---------- Data entries ----------

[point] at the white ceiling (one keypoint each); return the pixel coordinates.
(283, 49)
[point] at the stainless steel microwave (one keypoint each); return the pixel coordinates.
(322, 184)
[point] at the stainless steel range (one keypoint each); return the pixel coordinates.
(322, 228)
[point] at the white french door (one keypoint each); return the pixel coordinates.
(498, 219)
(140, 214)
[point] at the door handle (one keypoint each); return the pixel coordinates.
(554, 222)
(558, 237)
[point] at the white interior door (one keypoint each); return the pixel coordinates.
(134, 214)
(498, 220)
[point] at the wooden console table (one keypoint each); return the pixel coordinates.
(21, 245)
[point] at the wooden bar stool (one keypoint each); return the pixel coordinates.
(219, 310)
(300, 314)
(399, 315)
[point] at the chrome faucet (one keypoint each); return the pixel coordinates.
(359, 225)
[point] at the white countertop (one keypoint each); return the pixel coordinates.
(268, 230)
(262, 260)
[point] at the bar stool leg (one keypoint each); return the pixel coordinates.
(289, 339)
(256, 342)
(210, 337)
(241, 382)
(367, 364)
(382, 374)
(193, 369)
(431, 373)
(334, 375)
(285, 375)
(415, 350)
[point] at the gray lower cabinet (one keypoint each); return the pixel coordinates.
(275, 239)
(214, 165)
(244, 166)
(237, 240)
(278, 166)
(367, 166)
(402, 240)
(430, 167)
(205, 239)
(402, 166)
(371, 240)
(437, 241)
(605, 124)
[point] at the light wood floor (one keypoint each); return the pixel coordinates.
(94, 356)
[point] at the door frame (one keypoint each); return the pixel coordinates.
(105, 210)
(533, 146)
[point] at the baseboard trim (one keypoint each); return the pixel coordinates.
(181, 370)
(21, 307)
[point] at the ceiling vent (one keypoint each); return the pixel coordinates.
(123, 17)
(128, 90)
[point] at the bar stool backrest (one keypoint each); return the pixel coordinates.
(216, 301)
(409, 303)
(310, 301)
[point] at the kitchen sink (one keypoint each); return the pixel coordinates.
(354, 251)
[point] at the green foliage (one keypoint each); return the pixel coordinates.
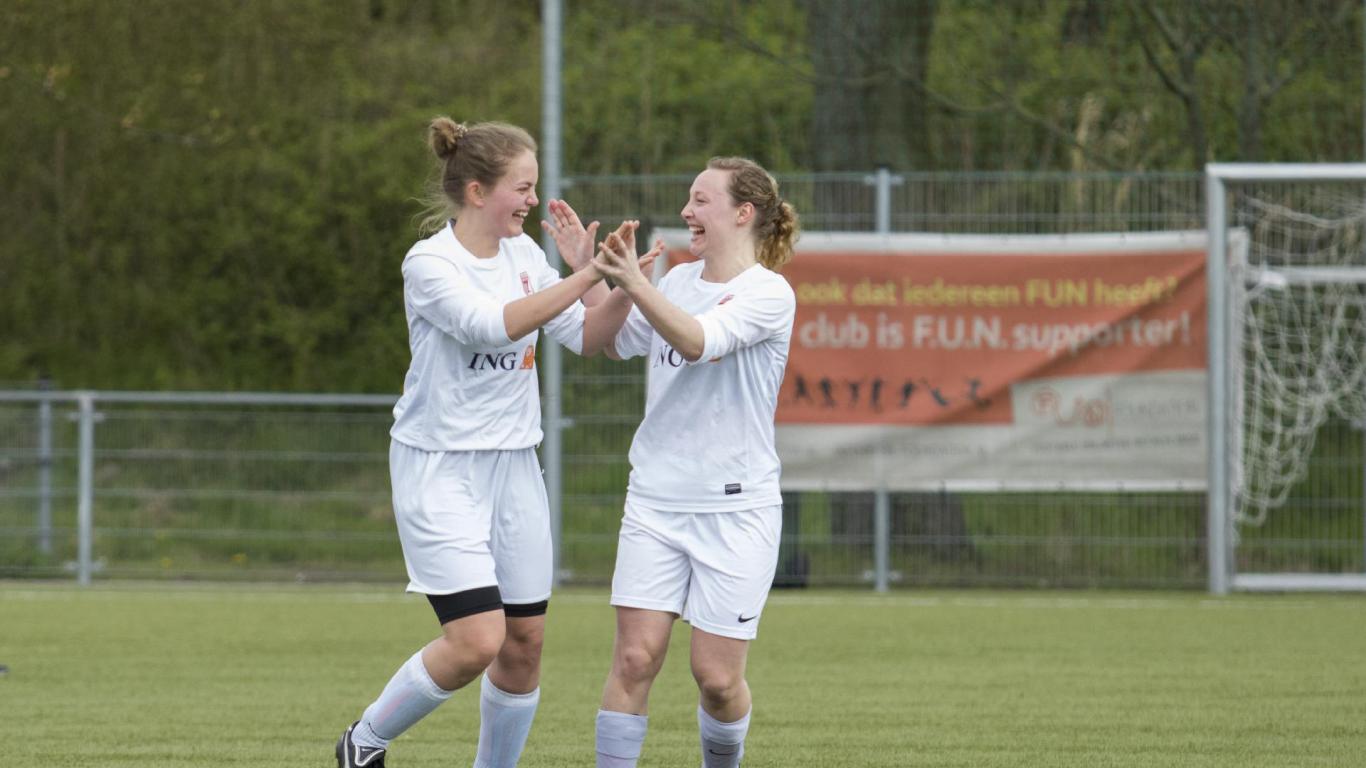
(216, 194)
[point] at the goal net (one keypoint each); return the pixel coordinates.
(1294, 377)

----------
---------- Data entries ----------

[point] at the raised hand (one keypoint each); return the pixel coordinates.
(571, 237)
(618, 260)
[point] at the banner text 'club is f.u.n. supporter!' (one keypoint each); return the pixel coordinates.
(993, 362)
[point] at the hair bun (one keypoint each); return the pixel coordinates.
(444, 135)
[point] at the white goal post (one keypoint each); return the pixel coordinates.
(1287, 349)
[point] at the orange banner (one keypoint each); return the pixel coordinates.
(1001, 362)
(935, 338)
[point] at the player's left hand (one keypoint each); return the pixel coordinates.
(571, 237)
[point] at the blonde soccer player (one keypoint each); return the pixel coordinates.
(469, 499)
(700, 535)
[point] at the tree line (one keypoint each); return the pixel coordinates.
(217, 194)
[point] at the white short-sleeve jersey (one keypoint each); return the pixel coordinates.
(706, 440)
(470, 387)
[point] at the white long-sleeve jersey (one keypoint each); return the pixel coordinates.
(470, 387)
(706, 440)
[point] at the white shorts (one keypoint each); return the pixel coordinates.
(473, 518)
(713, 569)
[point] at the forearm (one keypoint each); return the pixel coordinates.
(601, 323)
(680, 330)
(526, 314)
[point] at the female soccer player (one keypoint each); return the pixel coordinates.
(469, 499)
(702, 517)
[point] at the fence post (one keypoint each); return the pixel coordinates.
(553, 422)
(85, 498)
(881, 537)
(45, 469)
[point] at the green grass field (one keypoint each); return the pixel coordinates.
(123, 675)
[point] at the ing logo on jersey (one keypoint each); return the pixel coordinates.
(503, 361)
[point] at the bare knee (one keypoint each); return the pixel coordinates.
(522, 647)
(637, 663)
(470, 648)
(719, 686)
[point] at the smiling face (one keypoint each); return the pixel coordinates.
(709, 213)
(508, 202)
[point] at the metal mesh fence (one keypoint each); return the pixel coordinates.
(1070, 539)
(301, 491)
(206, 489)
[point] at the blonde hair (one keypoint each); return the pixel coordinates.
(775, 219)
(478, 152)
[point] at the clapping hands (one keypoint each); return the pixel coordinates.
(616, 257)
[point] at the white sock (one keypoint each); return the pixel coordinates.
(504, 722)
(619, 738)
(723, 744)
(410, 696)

----------

Reproduce verbatim the material lines starting with the line that contains "[point] at the gray" and continuing through the line that contains "(1294, 377)", with both of those lines included. Omit the pictures from your reproduction.

[point] at the gray lower cabinet (one keypoint each); return the pixel coordinates.
(275, 239)
(214, 165)
(244, 166)
(237, 240)
(278, 166)
(367, 166)
(402, 240)
(430, 167)
(205, 239)
(402, 166)
(371, 240)
(437, 241)
(605, 124)
[point] at the light wood floor (one keypoint each); return the pixel coordinates.
(94, 356)
[point] at the door frame (one keypoint each); return the pixel coordinates.
(105, 210)
(533, 146)
[point] at the baseboard trim (one keypoint each); return the pixel coordinates.
(181, 370)
(21, 307)
[point] at the ceiling vent (one keypoint each); return the pixel coordinates.
(123, 17)
(128, 90)
[point] at the bar stool backrest (one keypoint each); return the pixel coordinates.
(216, 301)
(409, 303)
(310, 301)
[point] at the kitchen sink (one keypoint each); return the pixel coordinates.
(354, 251)
[point] at the green foliage (one keypoint each); return the pixel coordinates.
(216, 194)
[point] at the goal net (one keypoint each); return the pixel coordinates.
(1294, 377)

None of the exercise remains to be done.